### 短い課題
三千字の壁を破る方法についての本文を、最後の一文の後から引き継いで書き進めてください。

### 本文
########################################

525.飛翔篇:三千字しか書けない方へ

 今回は「十万字が書けない方」への処方箋です。

 小説を書きたいのに「三千字」書くのがやっとな方は、殊の外多い。

「三千字」を突破する方法を見ていきましょう。





三千字しか書けない方へ


 長編の小説賞に応募したくて書き出してみたはいいのだけれど、どうしても「三千字」しか書けない。

 応募要項には「十万字前後」とある。

 到底足りませんよね。

 実は文章にとって「三千字」がひとつの壁なのです。

 原稿用紙で十枚に満たない分量しかないのですが、それを突破することができない。

 この壁をぶち破る方法を知らないと、本コラムをここまで読んできても長編小説は書けません。




内容を無視して好き放題に書いてみる

「三千字」しか書けないという方は、いったん内容は無視して自分が思っていることを好き放題に書いてみてください。

「三千字」しか書けない境遇を書きなぐってみましょう。

 書けない苛立ちや無力感なども書き込むのです。

 書けましたか。では何千字書けたか確認してみてください。

 おそらく三千字を大きく超えた文章が書けたと思います。

 あなたは「三千字の呪縛」から解放されたのです。

「三千字」しか書けないのは、書く材料が少なかったから。

 もし今回のテストで「三千字」に満たなかったら、何文字でもいいのでグチるだけグチってください。

「なんで私は三千字すら書けないんだ」ということを畳み込むです。

 すると「三千字」は必ず埋まります。

 今回は書けない境遇や苛立ちや無力感、またグチといった材料がたくさんありました。

 だから「三千字」を大きく超えた文章が書けたのです。

 それってただ書きなぐった文章であって、小説ではないですよね。

 そんな声が聞こえてきます。

 しかし事実として「三千字」を超える文章を書けたことに価値があるのです。

 これまで「三千字」を超える文章を書いたことがない。だから書けなかった。

 苦手意識の克服には、とにかく目標超えを目指しましょう。

 内容よりも結果を受け入れてください。

 あなたにとって「三千字」はもはや通過点でしかなくなりました。

 試しに小説を書いてみてください。

 きっと「三千字」を超える分量が書けるはずですよ。

 このトレーニングは定期的に行なってください。

 一度突破したから「三千字」を超えることはたやすくなっています。

 しかし定期的にトレーニングをしなければ、また「三千字」の壁の前に逆戻りしてしまうのです。




日記を書いてみる

「三千字」を超える文章が書けるようになるには、内容にこだわらずとにかく「三千字」を突破する経験を経ることに集中してもらいました。

 しかしそのままで小説の分量を三千字以上書けるようになる保証はありません。

 壁を破ったことで書けるようになることがほとんどなのですが、それでもまだ苦手意識を持っている人はいるものです。

 そこで毎日日記を書いてみましょう。

########################################

### 項目一覧
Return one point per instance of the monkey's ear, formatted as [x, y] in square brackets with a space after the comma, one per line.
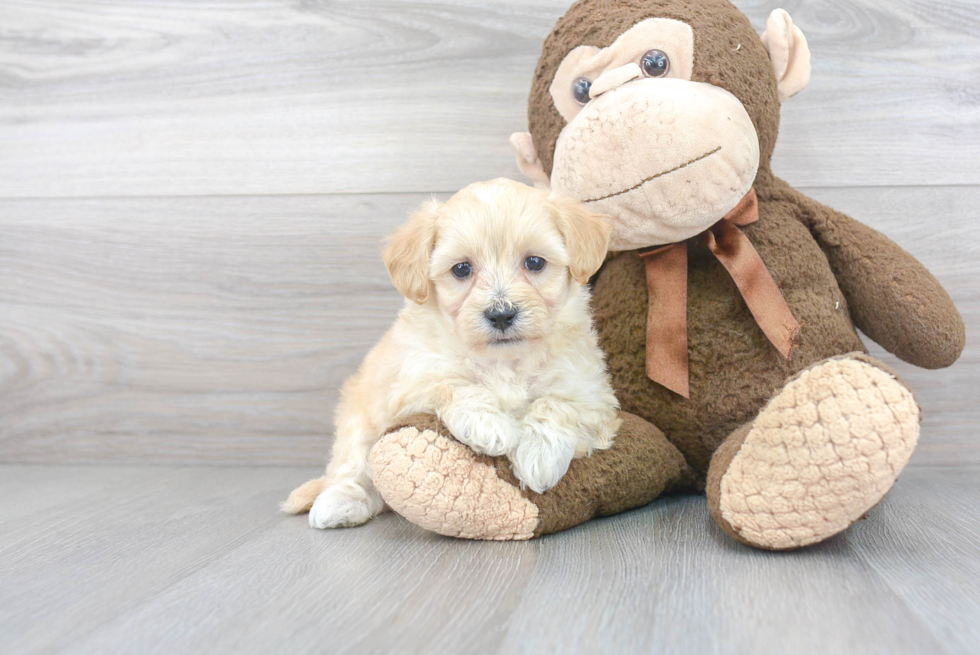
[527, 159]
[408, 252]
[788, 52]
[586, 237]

########################################

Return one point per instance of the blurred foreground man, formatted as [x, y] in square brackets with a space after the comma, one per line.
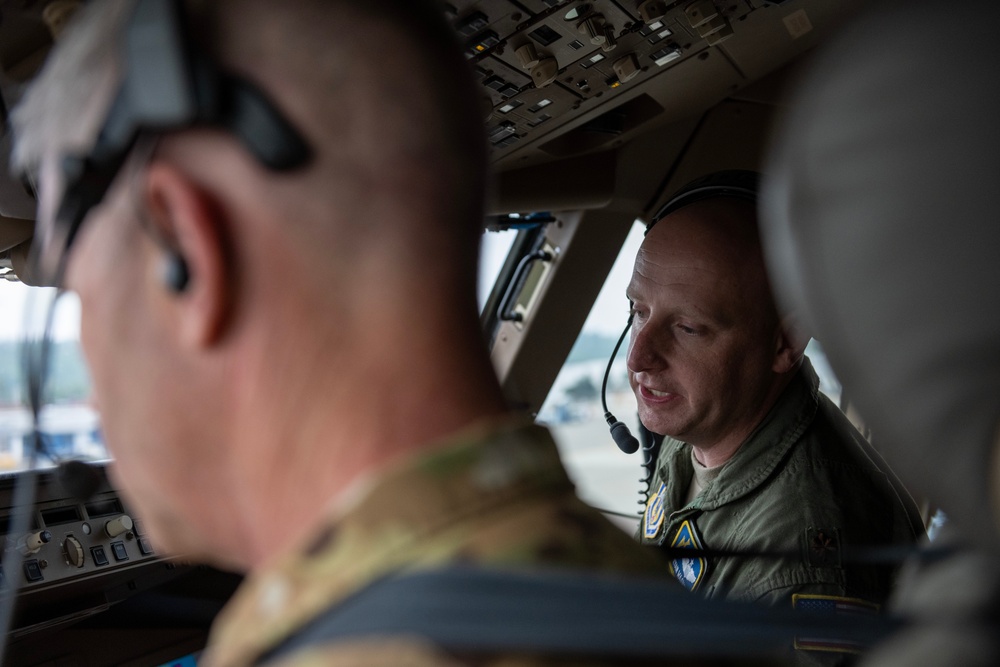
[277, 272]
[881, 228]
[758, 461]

########################################

### 課題の解答
 日記帳は方眼用紙がオススメです。何文字書いたかを一目で確認できます。

 最初は単語だけでもかまわないので、とにかく今日体験したひとつの出来事に絞って「三千字」を超えるような日記を毎日書くのです。


 最初のうちは「三千字」に届かないとしても、単語をつなげて文に仕立てていくと、途端に文字数が増えていきます。単語は二字から四字程度ですが、文に仕立てると二十字や四十字くらいあっという間に書けるようになるのです。仮に一文三十字書けるとすれば、百文書けば三千字を突破できてしまいます。

 百文なんて書けないよ。そんな声が聞こえてくるようです。

 ですが百文なんてすぐに書けてしまいます。

 まず日記にどんな出来事を書くのかを明確にするため、単語や短文でかまいませんから見出しを書いておきましょう。

 それに関連する事柄を箇条書きで書き出してみる。

 そのときどんな気分になったのか。どんな感情を抱いたのか。それも書いていきましょう。周辺情報を拾い上げる訓練になります。

 箇条書きで二十文書ければ、一文につき周辺情報を四文書けばそれで百文達成です。

 周辺情報は、グチでもうんちくでも感じたことでも考えたことでも妄想でもかまいません。

 とにかく穴埋めを続けていけば必ず「三千字」は突破できます。


 慣れてきたら文章としてのまとまりを意識しながら書いていきましょう。

 連載小説を毎日書くようになったら、日記は書かなくてもよいのです。

 あくまでも毎日「三千字」以上書けるようにするためのトレーニングだと思ってください。




小説のワンシーンを六千字で書く

 いよいよ小説に移っていきます。

 これまで小説を書こうとして全体で「三千字」しか書けなかった。

 ですが、あくまでも小説のワンシーンだけを「五千字から七千字」を目安に書いてみてください。このシーンを四つつなげたものが一章であり一エピソードということになります。

 平均するとワンシーン六千字です。そして一章は四シーン単位なので二万四千字ということになります。

 気がつきましたか。長編小説の目安である十万字はたった四章で到達可能なのです。

 足りないぶんはプロローグかエピローグを書けばよい。

 ワンシーン五千字であれば一章は四シーン二万字であり、五章仕立てで十万字に到達します。

 初めて十万字を書く方は断然四章仕立てがおススメです。

 四章仕立てなら、文章構成でお馴染みの四部構成「起承転結」がそのまま当てはめられます。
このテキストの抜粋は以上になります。